• Article:
J'avais abordé cet album en 2010, et depuis, plus rien concernant non seulement lui, mais Buffalo Springfield. Fallait remédier à celà. Autant je n'ai pas l'intention de réaborder leur premier opus (Buffalo Springfield, de 1966, avec le hit For What It's Worth), autant ce deuxième album, sorti en 1967, et intitulé sobrement Buffalo Springfield Again, j'avais envie de le remettre en avant. Parce que si le premier opus est vraiment correct (des tas de petites chansons sympatoches comme Burned, Flying On The Ground Is Wrong ou Nowadays Clancy Can't Even Sing), il n'est pas anthologique. En revanche, le deuxième, lui, l'est, mais alors totalement ! Le seul reproche à lui faire, et en fait, je vois deux reproches, c'est sa courte durée (34 minutes, 10 chansons) et, autre reproche donc, une production qui a pris un coup dans l'aile (1967, et il faut dire que le CD n'est pas remastérisé, ATCO s'est contenté de mettre les chansons sur CD, et puis c'est marre). Bon, sinon, je rappelle que Buffalo Springfield est entré dans la légende du rock comme étant le premier vrai groupe de Neil Young et Stephen Stills. Après la dissolution du groupe, le premier se lancera en solo, en 1968, et le second, la même année, formera Crosby, Stills & Nash avec un ancien Byrds (David Crosby) et un ancien Hollies (Graham Nash), trio vocal que Neil Young rejoindra rapidement en 1969/1970 (Woodstock, puis l'album Déjà-Vu, et ensuite un double live, 4-Way Street). Quand le Springfield entreprend l'enregistrement (à Los Angeles, entre janvier et septembre 1967), de Buffalo Springfield Again, album produit par Jack Nitzsche et trois membres du groupe (Stills, Neil et Richie Furay), les tensions commencent à être palpables en interne. Neil était souvent absent, et le bassiste du groupe, Bruce Palmer, était en détention pour usage de stupéfiants, et ils ont eu du mal à trouver un remplaçant correct.

• Lignes de données:

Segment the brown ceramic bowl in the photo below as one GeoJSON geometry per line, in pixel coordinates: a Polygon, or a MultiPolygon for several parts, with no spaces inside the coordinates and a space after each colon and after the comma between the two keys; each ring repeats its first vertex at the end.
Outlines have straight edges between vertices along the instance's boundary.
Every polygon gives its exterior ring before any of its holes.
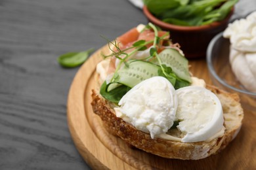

• Tâche à réaliser: Pouvez-vous poursuivre l'article sur l'album Buffalo Springfield Again à partir de l'endroit où il s'arrête ? Ce matériel n'est pas nécessaire ici.

• Réponse rédigée:
L'album n'offre que 10 titres (enfin, que... 10 titres, c'est la norme), et parmi eux, pas mal sont entrés dans la légende. Trois d'entre eux sont inclus dans la magnifique triple compilation (depuis double CD) Decade que Neil Young a sorti en 1977, et qui résume les 10 premières années de sa carrière, de 1966 à 1976, et Buffalo Springfield est évidemment inclus dedans. On y trouvera Mr. Soul (un démentiel calque du (I Can't Get No) Satisfaction des Galets, mais on s'en contrefout tellement c'est bon), Expecting To Fly et Broken Arrow (titre qui sera par la suite celui d'un de ses albums, assez mauvais, en 1996, et de son ranch, avant cela), les deux dernières étant produites par Nitzsche et détonnant gravement avec le reste de l'album : Expecting To Fly (ma préférée ici) est une merveille aérienne, éthérée, aux arrangements sublimes, et Broken Arrow, étendue (6,15 minutes), est assez expérimentale, avec ses changements de rythmes, bruitages, etc (et est magnifique aussi, d'ailleurs). Rien que pour ces trois chansons, Buffalo Springfield Again mérite l'écoute, et sa réputation. Mais il ne faudrait pas oublier Rock'n'Roll Woman (chantée par Stills, avec des choeurs supposés de David Crosby, lequel a aussi co-écrit le titre, mais n'était pas officiellement crédité pour cela), A Child's Claim To Fame (Richie Furay au chant) et Bluebird (Stills au chant). Le reste de l'album est d'un très bon niveau, mais rien d'aussi quintessentiel que ces six chansons représentant environ 21 minutes sur les 34 de l'album, soit nettement plus que la moitié. Les quatre chansons restantes, comme Sad Memory (de Furay) ou Everydays (de Stills), sont quand même bonnes. Notons qu'aucune chanson de Neil Young ne fait partie de ces quatre-là, Neil n'ayant offert que les trois chansons citées plus haut !
Dos de pochette vinyle (les crédits étaient tellements longs qu'ils ont été mis en format paysage !)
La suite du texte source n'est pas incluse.